## Task statement
Counting with case taken into account, how many lines in the records contain the string "frame"? Reply with the number alone.

## Dataset content
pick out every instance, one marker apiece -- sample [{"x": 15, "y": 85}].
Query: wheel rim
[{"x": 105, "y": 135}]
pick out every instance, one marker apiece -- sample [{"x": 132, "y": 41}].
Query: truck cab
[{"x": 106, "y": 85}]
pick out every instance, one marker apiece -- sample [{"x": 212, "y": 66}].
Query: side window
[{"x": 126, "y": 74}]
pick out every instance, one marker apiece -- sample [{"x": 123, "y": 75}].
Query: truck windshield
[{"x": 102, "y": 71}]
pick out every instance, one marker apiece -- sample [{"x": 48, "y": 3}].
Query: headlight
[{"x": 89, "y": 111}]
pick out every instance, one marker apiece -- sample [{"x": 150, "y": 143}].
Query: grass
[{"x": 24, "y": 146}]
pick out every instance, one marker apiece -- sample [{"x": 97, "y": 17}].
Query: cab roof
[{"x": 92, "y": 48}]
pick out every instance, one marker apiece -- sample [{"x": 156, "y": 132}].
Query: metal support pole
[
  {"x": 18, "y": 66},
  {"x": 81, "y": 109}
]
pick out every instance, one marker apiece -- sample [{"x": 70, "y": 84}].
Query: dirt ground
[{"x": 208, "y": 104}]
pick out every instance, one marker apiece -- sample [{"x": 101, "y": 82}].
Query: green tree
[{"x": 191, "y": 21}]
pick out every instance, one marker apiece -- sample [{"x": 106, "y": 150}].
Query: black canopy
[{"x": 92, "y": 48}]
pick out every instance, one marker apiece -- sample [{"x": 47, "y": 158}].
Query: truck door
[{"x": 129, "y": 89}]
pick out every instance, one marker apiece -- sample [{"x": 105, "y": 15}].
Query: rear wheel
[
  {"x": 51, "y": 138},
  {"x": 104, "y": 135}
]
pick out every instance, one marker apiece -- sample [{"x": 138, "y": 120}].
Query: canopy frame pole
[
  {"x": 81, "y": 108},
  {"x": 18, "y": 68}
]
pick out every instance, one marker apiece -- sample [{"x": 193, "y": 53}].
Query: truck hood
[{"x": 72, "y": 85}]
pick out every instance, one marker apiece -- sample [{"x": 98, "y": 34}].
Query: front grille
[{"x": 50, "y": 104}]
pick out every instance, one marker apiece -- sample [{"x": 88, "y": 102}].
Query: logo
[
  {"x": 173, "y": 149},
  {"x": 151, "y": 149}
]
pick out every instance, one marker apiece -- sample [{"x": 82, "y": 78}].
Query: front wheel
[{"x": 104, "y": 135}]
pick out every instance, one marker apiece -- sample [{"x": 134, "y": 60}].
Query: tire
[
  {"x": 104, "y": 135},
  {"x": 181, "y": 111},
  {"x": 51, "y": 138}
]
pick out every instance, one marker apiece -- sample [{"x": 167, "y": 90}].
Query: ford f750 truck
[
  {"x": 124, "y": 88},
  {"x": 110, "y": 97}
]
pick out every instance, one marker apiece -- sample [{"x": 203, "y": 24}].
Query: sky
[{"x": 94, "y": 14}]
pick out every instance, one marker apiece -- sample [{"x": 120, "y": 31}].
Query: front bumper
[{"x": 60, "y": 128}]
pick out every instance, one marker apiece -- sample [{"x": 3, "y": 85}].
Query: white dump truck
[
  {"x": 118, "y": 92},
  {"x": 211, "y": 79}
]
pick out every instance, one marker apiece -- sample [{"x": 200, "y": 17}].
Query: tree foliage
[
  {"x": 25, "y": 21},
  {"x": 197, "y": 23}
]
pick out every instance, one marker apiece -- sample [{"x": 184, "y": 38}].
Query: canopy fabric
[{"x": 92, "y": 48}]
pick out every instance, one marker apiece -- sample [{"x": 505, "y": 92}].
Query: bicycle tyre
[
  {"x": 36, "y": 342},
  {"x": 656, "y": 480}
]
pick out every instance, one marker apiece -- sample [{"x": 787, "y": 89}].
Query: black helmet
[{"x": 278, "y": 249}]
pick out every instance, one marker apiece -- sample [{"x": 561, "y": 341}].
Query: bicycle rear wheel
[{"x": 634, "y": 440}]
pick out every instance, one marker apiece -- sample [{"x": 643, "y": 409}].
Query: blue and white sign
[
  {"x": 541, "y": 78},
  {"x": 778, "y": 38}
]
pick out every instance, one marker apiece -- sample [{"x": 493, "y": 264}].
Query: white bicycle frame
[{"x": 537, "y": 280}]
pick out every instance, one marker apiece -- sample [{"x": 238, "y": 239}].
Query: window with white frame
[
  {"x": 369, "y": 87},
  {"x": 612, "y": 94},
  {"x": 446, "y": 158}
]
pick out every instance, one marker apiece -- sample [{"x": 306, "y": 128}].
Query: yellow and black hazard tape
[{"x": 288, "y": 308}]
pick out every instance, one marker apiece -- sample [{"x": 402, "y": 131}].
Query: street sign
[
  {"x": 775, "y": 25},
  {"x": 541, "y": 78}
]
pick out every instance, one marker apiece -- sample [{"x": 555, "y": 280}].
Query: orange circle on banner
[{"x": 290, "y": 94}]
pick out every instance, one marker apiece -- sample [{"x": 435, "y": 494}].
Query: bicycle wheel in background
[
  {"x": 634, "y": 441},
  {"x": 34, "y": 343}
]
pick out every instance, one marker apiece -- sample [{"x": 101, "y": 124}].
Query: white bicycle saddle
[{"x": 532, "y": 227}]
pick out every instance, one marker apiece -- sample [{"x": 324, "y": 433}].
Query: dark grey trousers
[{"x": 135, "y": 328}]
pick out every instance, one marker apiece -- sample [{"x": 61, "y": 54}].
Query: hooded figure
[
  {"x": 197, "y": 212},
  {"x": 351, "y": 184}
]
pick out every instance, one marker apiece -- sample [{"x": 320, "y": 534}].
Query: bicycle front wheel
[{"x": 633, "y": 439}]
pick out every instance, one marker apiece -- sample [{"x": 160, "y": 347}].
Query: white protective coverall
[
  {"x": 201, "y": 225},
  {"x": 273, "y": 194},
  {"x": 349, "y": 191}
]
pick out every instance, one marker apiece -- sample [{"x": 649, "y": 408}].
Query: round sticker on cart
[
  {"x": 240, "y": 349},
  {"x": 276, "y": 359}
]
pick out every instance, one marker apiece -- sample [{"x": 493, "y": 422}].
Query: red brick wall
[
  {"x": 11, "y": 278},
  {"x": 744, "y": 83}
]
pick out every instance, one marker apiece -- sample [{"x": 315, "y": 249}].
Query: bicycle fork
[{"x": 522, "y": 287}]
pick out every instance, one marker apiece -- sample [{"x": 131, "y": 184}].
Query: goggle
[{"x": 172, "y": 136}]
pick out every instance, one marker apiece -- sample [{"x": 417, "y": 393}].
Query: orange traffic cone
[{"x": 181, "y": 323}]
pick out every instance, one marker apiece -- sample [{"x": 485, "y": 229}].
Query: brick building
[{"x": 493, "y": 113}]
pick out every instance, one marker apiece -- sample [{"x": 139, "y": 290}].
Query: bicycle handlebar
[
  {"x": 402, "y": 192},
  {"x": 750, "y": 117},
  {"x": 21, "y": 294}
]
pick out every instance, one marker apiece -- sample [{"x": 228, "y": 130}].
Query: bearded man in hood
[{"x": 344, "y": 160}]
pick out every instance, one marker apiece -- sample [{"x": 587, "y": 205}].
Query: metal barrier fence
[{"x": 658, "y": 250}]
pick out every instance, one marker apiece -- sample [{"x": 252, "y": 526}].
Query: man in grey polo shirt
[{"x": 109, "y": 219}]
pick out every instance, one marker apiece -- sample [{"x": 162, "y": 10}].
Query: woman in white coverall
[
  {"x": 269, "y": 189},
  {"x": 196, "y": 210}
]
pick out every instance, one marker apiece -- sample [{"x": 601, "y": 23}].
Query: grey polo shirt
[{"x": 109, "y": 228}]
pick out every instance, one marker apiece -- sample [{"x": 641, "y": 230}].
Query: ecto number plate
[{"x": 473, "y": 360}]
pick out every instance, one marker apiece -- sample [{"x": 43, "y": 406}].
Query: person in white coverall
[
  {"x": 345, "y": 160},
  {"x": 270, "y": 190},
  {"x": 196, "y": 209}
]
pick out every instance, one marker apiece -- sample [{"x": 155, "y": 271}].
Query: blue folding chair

## Worked answer
3